[Dataset extract]:
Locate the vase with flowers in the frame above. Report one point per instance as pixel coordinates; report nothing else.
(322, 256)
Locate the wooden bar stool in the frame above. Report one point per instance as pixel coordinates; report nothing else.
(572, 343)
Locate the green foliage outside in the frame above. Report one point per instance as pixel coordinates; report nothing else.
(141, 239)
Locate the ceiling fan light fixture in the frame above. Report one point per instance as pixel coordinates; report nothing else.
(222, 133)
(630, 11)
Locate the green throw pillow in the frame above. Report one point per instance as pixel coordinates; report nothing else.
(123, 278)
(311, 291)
--
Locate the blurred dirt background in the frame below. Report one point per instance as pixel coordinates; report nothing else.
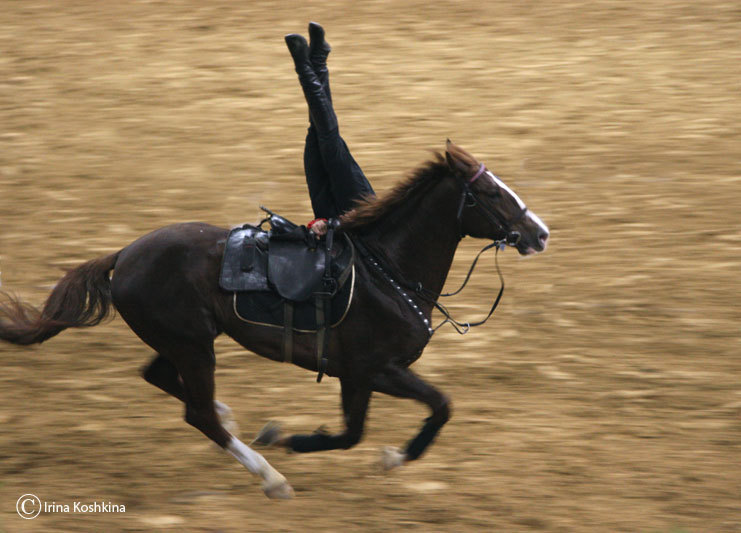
---
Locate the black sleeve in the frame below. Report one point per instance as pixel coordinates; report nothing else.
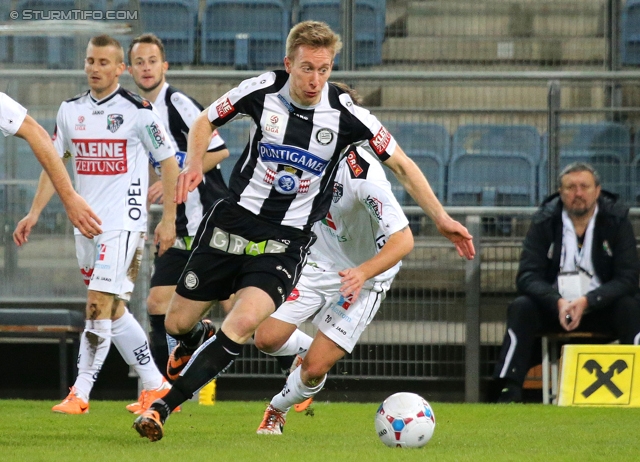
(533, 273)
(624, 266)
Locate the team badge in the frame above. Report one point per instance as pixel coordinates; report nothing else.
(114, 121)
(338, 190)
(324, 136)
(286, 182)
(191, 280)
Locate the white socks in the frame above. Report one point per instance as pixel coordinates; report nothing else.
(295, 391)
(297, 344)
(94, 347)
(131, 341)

[Goal]: Gather every line in the listing that contains the string "below", matching case exactly, and copy each one out.

[Solution for this task]:
Locate the blurred dirt background in the frame below. Report one point per instance as pixel coordinates; report nothing else.
Locate the black sleeve in the frame below. Report one point per instance as pixel coordinates; report nothing else.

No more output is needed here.